*** Opening Exercise material ***

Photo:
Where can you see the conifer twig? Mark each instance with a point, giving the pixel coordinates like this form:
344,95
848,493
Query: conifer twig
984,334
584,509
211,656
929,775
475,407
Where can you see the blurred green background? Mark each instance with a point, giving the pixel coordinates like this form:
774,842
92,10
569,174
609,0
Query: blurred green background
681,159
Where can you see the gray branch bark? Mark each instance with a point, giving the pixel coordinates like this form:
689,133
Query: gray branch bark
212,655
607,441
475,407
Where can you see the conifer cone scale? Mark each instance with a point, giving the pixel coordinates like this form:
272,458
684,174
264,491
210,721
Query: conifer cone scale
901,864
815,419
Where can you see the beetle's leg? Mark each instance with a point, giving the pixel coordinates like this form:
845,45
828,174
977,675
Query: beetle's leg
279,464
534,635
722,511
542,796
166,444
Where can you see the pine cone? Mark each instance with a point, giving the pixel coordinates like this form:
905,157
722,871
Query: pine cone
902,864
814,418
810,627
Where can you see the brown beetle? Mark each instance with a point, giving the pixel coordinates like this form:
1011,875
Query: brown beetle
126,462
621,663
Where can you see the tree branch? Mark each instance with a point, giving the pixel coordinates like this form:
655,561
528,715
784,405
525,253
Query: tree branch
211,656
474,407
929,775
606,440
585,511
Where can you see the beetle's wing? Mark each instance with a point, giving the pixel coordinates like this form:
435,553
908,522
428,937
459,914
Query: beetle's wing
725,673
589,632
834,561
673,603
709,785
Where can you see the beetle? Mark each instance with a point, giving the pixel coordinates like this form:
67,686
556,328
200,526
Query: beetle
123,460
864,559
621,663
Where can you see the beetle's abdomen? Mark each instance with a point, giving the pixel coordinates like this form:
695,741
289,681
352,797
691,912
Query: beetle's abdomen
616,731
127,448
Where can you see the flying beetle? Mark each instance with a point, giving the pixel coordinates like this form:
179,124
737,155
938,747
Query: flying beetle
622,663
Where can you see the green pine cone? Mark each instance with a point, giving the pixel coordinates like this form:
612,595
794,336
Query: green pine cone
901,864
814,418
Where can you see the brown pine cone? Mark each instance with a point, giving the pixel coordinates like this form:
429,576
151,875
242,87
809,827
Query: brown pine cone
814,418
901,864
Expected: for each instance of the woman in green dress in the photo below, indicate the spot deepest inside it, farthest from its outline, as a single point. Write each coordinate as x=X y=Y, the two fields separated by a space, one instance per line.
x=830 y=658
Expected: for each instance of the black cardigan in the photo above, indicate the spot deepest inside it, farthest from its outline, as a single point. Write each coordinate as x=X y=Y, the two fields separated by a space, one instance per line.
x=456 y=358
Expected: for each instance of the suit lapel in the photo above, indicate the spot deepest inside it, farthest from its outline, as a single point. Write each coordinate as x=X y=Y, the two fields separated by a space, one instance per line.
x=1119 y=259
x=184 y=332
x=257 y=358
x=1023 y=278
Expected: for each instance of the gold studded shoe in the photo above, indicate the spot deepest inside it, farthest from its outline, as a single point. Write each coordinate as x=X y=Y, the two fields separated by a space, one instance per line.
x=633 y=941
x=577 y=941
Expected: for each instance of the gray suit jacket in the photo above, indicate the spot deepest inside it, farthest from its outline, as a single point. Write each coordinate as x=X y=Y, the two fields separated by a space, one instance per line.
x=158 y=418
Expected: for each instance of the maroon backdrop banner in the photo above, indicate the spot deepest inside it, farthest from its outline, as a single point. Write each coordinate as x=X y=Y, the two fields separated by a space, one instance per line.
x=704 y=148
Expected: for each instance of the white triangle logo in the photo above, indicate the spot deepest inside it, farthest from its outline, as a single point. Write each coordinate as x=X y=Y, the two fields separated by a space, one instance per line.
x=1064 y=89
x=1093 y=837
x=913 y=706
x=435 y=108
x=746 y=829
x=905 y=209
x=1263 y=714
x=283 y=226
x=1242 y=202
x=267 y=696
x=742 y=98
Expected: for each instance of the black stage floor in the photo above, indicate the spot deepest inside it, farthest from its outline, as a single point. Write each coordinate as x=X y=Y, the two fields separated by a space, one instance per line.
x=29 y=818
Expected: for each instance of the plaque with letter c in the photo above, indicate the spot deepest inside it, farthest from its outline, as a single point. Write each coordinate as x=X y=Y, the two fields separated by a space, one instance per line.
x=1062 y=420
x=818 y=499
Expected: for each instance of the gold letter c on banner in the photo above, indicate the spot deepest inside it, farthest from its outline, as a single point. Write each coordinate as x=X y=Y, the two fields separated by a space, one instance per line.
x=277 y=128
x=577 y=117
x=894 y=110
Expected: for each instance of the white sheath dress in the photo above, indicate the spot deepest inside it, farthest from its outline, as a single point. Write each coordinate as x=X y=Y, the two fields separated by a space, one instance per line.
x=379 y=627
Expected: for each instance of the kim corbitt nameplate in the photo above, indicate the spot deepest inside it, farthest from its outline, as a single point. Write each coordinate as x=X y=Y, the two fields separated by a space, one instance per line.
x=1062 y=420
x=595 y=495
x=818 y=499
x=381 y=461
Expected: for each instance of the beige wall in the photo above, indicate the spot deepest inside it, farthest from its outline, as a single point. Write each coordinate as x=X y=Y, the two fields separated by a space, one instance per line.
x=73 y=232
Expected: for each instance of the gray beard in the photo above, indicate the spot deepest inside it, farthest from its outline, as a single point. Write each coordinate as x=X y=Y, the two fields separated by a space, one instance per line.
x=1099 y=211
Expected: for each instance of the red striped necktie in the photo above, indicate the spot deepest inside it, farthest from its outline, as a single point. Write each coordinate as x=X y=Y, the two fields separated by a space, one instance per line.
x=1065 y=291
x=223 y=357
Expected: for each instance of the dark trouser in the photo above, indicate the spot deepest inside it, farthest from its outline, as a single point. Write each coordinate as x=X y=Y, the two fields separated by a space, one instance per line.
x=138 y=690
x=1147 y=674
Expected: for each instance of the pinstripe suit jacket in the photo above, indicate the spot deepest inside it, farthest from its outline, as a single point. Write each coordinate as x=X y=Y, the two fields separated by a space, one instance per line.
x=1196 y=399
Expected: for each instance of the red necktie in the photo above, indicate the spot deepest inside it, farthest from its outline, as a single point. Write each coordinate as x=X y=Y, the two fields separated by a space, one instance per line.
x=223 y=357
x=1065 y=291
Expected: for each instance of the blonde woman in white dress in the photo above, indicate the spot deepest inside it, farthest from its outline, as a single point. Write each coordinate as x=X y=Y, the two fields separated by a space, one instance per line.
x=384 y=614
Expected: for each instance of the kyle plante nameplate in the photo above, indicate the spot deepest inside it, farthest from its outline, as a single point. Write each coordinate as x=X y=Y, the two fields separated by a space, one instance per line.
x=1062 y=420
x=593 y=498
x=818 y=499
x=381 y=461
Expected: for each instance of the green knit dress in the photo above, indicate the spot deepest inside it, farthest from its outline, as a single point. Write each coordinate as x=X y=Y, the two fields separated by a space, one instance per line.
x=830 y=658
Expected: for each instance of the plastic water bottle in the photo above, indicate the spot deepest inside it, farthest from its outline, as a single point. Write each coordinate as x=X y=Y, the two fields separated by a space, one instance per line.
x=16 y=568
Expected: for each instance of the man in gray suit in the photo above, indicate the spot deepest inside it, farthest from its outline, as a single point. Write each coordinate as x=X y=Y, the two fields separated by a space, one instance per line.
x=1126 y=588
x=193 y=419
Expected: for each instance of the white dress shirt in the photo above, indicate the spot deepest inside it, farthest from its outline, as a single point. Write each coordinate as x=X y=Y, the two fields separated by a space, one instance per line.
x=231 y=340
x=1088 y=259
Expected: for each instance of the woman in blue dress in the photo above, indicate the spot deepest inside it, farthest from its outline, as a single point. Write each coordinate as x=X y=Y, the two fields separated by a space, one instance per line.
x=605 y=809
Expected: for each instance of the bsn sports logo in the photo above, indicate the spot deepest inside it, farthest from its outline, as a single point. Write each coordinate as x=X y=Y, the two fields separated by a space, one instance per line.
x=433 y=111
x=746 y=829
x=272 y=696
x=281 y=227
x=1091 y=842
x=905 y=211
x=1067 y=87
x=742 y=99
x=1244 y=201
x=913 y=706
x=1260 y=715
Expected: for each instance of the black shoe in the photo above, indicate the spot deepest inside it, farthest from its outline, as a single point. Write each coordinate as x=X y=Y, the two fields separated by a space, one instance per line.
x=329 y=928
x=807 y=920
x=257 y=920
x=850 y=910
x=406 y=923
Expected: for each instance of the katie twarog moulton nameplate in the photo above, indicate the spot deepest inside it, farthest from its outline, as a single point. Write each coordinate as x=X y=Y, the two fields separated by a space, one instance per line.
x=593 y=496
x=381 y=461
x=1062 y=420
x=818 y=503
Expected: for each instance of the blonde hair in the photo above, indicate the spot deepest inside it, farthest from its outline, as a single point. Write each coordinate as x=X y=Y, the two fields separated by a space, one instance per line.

*** Closing Exercise material ***

# [Required action]
Repeat only the lines above, from the first line of the entries through the line that contains "Where can you see the beetle's abdomen?", including both ends.

# [Result of the exercise]
Photo:
Where can you see the conifer twig? Mark each instance with a point, giving the pixel coordinates like this form:
344,95
848,493
Query: conifer twig
984,334
584,509
211,656
929,775
475,407
Where can you see the blurred green background? Mark each instance with a point, giving the pixel coordinates like this form:
774,842
92,10
569,174
609,0
Query: blurred green background
681,159
Where can you see the gray branch bark? Mark each instance with a point, giving the pixel coordinates like this form:
689,133
Query: gray branch bark
212,655
607,441
475,407
Where can you see the conifer cone scale? Mark each instance with a point, giving the pixel coordinates like this form:
272,458
684,174
264,491
210,721
Query: conifer cone scale
901,864
815,419
Where can you see the beetle's leg? Mark each instance with a point, giving the pixel coordinates like this form:
845,45
828,174
977,675
Query: beetle's leg
279,464
534,635
722,511
542,796
166,444
Where can you see the pine cone? Mark each instance with a point, giving the pixel coordinates like this form:
905,157
722,871
Query: pine cone
902,864
814,418
810,627
Where can you see the brown beetle? Mark each instance with a point, giving the pixel coordinates like this form:
1011,875
Query: brown beetle
126,462
621,663
Where can you see the tree branch? Mark each instance with a point, giving the pixel coordinates like this form:
655,561
528,715
784,405
525,253
Query: tree branch
211,656
474,407
929,775
606,440
585,511
Where can you see the beetle's wing? Mark each instance with a point, giving the pixel coordinates like this form:
435,553
908,522
428,937
459,914
Query: beetle's wing
725,673
589,632
834,561
673,603
709,785
Where can you see the beetle? Mark each instance with a point, giving the pixel coordinates like this form:
67,686
556,328
200,526
Query: beetle
123,460
864,559
621,663
Where can you see the beetle's abdomen? Mark each instance with a point, giving the pixel coordinates like this form:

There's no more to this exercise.